- Source passage:
%%

Cortex-VM: Designing a Compiler-Friendly 64-bit Virtual Machine

A deep dive into the ISA design, calling conventions, and engineering decisions behind building a fast, extensible VM as a language compiler target.

Why build a VM instead of targeting LLVM?

When I decided I wanted a real backend for my toy language project, the obvious answer was "just target LLVM." LLVM is fantastic, but it comes with a significant complexity tax — learning the IR, the pass manager, and the quirks of the toolchain takes real time, and I wanted to stay close to the metal while keeping the whole system understandable. The other option was to target x86 directly, but then I'm writing a platform-specific backend and fighting calling conventions I didn't design.

Cortex-VM is my answer to both of those problems. It's a 64-bit virtual machine I built from scratch as a compiler target — fast enough to be useful, simple enough to understand completely, and flexible enough to grow with the language.

Design Principles

Before writing any code I settled on a few hard rules that shaped everything that followed:

  • Word addressing only. All registers and memory words are 64 bits. Addresses and offsets are word indices, not byte offsets. This eliminates alignment headaches and makes code generation straightforward — there's no "load a 4-byte value from an unaligned address" edge case.
  • No implicit side effects. No condition codes, no flags register, nothing hidden. If an instruction changes state, it does so by writing to a named register. This makes dataflow analysis trivial and keeps the VM easy to reason about.

%%

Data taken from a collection
%%

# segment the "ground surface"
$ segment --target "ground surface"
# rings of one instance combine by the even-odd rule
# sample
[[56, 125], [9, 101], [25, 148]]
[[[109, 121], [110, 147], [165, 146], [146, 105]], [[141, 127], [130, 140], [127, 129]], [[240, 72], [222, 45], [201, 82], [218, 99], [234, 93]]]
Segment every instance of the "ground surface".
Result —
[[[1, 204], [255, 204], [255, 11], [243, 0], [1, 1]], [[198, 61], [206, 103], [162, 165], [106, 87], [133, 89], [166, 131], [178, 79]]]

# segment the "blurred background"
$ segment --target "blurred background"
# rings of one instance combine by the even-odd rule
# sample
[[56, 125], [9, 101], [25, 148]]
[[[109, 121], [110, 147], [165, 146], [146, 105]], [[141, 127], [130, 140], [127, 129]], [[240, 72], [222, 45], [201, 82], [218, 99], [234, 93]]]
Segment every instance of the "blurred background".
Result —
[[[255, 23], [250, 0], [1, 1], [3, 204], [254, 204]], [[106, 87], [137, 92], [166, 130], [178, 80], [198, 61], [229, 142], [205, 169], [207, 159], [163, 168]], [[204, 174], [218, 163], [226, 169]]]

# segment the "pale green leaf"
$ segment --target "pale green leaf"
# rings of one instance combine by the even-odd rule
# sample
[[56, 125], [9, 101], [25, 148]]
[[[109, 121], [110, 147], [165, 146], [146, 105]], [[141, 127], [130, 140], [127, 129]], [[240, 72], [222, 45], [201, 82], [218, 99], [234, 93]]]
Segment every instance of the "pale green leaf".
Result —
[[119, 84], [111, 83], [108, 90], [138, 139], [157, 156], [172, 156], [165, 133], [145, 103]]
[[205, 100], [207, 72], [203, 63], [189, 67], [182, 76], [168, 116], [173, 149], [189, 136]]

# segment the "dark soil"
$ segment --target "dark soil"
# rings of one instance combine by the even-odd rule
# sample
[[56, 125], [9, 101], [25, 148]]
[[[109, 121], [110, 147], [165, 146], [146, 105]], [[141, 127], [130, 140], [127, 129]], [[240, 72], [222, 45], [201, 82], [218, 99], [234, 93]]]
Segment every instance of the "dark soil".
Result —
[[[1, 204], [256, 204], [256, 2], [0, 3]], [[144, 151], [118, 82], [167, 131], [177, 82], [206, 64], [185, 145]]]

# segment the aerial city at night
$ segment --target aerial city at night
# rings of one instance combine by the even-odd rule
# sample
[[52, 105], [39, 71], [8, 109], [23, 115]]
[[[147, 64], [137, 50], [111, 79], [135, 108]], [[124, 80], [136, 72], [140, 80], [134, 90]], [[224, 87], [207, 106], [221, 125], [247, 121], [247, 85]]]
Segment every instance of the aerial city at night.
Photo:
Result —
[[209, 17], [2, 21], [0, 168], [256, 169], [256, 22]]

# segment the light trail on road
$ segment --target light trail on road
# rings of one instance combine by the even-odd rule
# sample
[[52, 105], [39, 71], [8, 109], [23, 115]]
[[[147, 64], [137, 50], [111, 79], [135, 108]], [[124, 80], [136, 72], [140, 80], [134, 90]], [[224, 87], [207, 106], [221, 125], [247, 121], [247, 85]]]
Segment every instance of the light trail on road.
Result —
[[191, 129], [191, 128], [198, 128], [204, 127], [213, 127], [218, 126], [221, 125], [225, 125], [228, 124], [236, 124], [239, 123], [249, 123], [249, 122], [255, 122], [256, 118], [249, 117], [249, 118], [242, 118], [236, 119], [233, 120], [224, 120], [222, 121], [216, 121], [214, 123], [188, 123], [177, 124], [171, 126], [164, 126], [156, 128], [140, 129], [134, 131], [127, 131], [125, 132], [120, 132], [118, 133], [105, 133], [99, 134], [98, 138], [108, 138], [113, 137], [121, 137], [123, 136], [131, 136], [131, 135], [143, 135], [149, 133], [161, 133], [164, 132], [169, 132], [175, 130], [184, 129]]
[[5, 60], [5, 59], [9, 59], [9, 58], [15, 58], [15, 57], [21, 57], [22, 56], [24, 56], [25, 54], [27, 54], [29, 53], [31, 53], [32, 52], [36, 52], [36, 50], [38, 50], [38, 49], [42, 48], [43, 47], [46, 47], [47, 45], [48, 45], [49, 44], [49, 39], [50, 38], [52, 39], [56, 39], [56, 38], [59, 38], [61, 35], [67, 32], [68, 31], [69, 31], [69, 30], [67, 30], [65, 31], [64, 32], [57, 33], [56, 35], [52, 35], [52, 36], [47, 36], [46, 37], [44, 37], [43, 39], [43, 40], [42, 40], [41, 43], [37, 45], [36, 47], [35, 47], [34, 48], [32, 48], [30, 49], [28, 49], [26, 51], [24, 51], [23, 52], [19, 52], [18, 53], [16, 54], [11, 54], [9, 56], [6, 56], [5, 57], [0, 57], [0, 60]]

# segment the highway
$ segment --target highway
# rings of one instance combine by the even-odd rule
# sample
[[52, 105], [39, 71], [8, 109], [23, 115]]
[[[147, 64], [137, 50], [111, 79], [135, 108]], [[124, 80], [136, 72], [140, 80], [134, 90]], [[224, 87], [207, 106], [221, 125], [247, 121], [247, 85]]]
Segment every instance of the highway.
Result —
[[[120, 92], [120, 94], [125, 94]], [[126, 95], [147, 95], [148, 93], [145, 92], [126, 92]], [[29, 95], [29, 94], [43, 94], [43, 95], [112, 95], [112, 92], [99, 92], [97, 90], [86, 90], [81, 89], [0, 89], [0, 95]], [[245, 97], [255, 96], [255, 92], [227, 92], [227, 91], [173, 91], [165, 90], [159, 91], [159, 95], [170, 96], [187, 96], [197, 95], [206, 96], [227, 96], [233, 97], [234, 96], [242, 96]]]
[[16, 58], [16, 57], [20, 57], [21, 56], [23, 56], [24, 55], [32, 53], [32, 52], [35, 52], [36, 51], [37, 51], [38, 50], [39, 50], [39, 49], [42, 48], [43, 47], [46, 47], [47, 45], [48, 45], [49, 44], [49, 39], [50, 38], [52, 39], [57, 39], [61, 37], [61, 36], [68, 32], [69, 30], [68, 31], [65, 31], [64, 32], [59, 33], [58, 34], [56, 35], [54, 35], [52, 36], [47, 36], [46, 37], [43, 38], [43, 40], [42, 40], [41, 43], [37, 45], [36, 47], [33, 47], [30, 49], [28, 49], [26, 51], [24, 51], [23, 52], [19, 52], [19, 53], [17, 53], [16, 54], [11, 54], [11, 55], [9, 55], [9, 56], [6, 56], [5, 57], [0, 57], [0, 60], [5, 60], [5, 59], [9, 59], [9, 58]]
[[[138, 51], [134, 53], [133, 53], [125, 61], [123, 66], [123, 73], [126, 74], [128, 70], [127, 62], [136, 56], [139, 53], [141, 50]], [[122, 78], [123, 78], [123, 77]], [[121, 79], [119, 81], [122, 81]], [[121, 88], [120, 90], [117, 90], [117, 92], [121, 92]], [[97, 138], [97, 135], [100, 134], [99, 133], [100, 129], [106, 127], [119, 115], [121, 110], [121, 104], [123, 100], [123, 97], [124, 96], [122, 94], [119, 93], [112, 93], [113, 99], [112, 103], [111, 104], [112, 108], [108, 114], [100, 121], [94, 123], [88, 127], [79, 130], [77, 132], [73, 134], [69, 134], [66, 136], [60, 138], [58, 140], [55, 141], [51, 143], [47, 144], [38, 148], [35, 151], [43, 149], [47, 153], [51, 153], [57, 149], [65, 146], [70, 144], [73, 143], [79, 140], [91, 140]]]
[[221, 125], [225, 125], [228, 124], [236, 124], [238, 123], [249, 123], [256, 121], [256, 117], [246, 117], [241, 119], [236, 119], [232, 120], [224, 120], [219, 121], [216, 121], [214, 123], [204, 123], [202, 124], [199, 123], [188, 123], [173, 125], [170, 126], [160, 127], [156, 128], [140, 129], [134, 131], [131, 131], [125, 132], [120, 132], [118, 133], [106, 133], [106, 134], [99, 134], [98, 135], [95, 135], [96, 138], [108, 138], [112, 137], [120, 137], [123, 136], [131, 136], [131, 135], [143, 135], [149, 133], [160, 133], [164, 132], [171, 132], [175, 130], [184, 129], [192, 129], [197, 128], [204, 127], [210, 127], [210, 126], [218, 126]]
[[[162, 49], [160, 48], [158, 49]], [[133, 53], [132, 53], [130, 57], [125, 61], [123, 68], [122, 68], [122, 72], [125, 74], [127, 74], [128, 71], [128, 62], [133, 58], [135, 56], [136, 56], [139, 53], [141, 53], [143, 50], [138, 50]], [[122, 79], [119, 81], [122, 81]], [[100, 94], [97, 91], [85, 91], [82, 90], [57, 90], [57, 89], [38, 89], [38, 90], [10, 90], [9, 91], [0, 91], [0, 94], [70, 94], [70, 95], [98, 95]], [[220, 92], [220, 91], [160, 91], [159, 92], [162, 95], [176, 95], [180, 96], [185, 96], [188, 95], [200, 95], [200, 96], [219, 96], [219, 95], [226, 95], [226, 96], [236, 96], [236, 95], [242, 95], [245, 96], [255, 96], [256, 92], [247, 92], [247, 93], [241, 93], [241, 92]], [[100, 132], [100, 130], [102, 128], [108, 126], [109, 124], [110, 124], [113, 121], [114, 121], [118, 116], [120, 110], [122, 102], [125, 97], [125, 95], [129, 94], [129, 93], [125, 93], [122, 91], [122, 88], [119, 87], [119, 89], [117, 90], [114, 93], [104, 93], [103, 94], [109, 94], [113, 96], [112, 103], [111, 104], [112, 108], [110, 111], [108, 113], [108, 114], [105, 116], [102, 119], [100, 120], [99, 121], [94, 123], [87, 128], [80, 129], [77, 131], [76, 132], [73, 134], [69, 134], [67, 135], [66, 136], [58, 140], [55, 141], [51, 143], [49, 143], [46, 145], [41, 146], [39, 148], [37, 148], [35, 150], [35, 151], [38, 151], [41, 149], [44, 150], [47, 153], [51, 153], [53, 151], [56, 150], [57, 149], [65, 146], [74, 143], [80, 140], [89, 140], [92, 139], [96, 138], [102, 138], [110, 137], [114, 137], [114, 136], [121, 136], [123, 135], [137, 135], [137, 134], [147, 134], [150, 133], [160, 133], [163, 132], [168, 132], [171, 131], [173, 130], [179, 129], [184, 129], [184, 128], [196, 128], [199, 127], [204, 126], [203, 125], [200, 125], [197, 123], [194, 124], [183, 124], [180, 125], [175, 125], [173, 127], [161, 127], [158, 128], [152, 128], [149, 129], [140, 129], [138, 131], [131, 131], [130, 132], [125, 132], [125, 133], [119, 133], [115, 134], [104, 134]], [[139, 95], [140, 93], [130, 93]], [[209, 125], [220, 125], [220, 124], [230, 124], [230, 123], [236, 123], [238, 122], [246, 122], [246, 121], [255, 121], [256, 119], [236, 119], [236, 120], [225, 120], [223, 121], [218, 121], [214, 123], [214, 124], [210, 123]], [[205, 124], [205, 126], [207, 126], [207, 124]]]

%%

- Tasks and exercises:
1. Rewrite the Cortex-VM article between "When I decided" and "I didn't design.", inclusive, replacing "toy language project" with "hobby language project".
2. Continue the Cortex-VM article from the point where it stops.

- Responses per task:
1.
When I decided I wanted a real backend for my hobby language project, the obvious answer was "just target LLVM." LLVM is fantastic, but it comes with a significant complexity tax — learning the IR, the pass manager, and the quirks of the toolchain takes real time, and I wanted to stay close to the metal while keeping the whole system understandable. The other option was to target x86 directly, but then I'm writing a platform-specific backend and fighting calling conventions I didn't design.

2.
  • Flat calling convention. The ABI supports up to 13 arguments and 13 return values in registers — no implicit stack frame, no hidden pointer arguments. Compiler writers can target it directly without wrestling with an ABI that predates their language.

The Register File

Cortex-VM has 64 registers, each 64 bits wide:

  • r0 / zero — hardwired zero, reads always return 0, writes are ignored
  • r1 / pc — program counter
  • r2 / sp — stack pointer
  • r3 / ra — return address
  • s0s13 — callee-saved (14 registers)
  • a0a13 — caller-saved; used for arguments, return values, and syscall numbers
  • t0t31 — temporaries (32 registers)

Having 32 temporaries in particular is a gift for a compiler: register pressure is rarely the bottleneck, and spills to the stack are genuinely rare for most function bodies.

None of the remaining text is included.